**PROBLEM**.
How many lines of these entries hold the string "mountain"? Reply with the number alone.

# # # # #

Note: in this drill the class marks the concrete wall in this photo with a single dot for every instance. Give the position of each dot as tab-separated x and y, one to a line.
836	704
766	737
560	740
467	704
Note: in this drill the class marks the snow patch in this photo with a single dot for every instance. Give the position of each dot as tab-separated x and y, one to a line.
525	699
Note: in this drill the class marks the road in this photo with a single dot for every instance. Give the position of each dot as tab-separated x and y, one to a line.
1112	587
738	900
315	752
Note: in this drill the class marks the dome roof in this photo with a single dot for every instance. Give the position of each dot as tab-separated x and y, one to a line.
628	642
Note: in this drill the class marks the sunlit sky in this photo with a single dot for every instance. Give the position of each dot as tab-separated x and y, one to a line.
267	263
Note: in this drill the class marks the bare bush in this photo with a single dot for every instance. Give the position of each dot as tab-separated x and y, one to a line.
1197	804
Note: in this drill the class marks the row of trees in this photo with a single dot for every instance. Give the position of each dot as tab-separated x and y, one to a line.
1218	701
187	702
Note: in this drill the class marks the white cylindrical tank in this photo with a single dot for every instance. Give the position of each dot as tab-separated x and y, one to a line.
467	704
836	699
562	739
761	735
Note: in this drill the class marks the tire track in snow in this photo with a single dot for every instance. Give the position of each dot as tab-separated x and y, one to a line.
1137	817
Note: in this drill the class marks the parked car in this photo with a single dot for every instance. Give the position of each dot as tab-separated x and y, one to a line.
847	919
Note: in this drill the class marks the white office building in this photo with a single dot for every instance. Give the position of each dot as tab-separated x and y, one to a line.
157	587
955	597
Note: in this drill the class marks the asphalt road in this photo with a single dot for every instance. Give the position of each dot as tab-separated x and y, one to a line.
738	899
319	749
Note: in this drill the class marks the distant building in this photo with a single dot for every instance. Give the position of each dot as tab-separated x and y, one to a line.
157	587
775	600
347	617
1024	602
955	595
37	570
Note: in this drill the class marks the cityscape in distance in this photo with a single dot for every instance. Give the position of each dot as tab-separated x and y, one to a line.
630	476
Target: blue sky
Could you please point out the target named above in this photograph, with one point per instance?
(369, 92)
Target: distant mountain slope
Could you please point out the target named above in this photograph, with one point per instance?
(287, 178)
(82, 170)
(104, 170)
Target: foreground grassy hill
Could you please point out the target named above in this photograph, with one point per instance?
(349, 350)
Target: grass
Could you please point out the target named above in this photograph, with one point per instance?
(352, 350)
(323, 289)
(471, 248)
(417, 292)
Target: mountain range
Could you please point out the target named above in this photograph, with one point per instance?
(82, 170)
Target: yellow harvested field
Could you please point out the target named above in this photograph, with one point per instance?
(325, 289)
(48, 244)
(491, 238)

# # # # #

**PROBLEM SOLUTION**.
2